• **Exercise requirements**:
Copy every line of the records below word for word, changing nothing.

>>>

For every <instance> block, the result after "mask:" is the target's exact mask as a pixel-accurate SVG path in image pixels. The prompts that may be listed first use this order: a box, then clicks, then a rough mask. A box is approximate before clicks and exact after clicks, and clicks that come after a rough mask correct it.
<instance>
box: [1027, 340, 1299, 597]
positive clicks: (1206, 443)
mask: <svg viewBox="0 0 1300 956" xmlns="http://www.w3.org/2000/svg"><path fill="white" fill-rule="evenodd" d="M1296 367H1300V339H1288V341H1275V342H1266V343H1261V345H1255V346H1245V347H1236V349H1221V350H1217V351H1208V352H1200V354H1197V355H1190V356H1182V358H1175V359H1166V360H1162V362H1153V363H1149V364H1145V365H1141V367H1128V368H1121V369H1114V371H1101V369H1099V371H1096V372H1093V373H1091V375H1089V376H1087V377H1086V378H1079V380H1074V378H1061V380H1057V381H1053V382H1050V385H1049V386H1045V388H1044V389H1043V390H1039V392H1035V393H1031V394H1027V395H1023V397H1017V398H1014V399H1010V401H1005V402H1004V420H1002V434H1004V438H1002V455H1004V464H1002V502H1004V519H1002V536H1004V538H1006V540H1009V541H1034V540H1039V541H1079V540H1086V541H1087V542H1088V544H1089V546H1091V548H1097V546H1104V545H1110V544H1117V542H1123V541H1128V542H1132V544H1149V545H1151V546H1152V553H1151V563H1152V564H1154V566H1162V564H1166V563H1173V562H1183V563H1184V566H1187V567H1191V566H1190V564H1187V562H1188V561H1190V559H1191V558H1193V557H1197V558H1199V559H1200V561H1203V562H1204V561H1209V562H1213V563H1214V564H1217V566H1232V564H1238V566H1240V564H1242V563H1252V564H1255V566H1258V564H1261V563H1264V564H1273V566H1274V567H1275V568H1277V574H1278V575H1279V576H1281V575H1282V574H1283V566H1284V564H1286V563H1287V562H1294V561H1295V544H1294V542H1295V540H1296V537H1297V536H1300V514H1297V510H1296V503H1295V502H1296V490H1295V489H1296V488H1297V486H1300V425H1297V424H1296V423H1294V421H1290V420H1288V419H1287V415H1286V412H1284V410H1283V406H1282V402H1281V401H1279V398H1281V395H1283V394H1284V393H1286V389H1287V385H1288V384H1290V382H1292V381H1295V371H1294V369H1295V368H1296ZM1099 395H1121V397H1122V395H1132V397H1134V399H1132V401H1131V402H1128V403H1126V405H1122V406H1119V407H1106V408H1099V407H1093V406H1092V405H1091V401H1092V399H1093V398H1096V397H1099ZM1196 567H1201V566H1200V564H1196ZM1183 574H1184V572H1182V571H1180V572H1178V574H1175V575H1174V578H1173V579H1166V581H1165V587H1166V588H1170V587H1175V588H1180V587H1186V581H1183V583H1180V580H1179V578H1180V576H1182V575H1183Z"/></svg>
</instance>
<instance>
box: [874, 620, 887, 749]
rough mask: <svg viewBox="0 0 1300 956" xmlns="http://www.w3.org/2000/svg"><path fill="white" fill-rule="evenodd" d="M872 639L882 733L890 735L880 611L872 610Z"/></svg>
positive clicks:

<<<

• **Expected answer**:
For every <instance> block, the result after "mask:" is the target's exact mask as a pixel-accurate SVG path in image pixels. The prompts that may be listed first use this order: a box, then clicks, then a rough mask. A box is approximate before clicks and exact after clicks, and clicks that come after a rough mask correct it.
<instance>
box: [1027, 340, 1299, 597]
positive clicks: (1206, 443)
mask: <svg viewBox="0 0 1300 956" xmlns="http://www.w3.org/2000/svg"><path fill="white" fill-rule="evenodd" d="M1296 367H1300V339H1288V341H1275V342H1266V343H1261V345H1255V346H1245V347H1236V349H1221V350H1217V351H1208V352H1200V354H1197V355H1190V356H1182V358H1175V359H1166V360H1162V362H1153V363H1149V364H1145V365H1141V367H1128V368H1121V369H1114V371H1101V369H1099V371H1096V372H1093V373H1091V375H1089V376H1087V377H1086V378H1079V380H1074V378H1061V380H1057V381H1053V382H1050V385H1049V386H1045V388H1044V389H1043V390H1039V392H1035V393H1031V394H1027V395H1023V397H1017V398H1014V399H1010V401H1005V402H1004V420H1002V434H1004V438H1002V455H1004V464H1002V502H1004V519H1002V536H1004V538H1006V540H1009V541H1034V540H1039V541H1079V540H1086V541H1087V542H1088V544H1089V546H1091V548H1097V546H1104V545H1110V544H1117V542H1123V541H1128V542H1132V544H1149V545H1151V546H1152V553H1151V563H1152V564H1154V566H1162V564H1166V563H1173V562H1183V563H1184V566H1187V567H1191V566H1190V564H1187V562H1188V561H1190V559H1191V558H1193V557H1197V558H1199V559H1200V561H1203V562H1204V561H1209V562H1213V563H1214V564H1217V566H1232V564H1238V566H1240V564H1242V563H1252V564H1255V566H1258V564H1261V563H1264V564H1273V566H1274V567H1275V568H1277V574H1278V575H1279V576H1281V575H1282V574H1283V566H1284V564H1286V563H1287V562H1294V561H1295V544H1294V542H1295V540H1296V537H1297V536H1300V514H1297V510H1296V503H1295V502H1296V490H1295V489H1296V488H1297V486H1300V425H1297V424H1296V423H1294V421H1290V420H1288V419H1287V415H1286V412H1284V410H1283V406H1282V402H1281V401H1279V398H1281V395H1283V394H1284V393H1286V389H1287V385H1288V384H1290V382H1292V381H1295V371H1294V369H1295V368H1296ZM1099 395H1121V397H1122V395H1132V397H1134V399H1132V401H1131V402H1128V403H1126V405H1122V406H1119V407H1106V408H1099V407H1093V406H1092V405H1091V401H1092V399H1093V398H1096V397H1099ZM1196 567H1201V566H1200V564H1196ZM1183 574H1184V572H1182V571H1180V572H1178V574H1175V575H1174V578H1173V579H1166V581H1165V587H1166V588H1170V587H1175V588H1180V587H1186V581H1183V583H1180V580H1179V578H1180V576H1182V575H1183Z"/></svg>
</instance>
<instance>
box: [874, 620, 887, 749]
rough mask: <svg viewBox="0 0 1300 956" xmlns="http://www.w3.org/2000/svg"><path fill="white" fill-rule="evenodd" d="M872 639L882 733L890 735L880 611L872 610Z"/></svg>
positive clicks:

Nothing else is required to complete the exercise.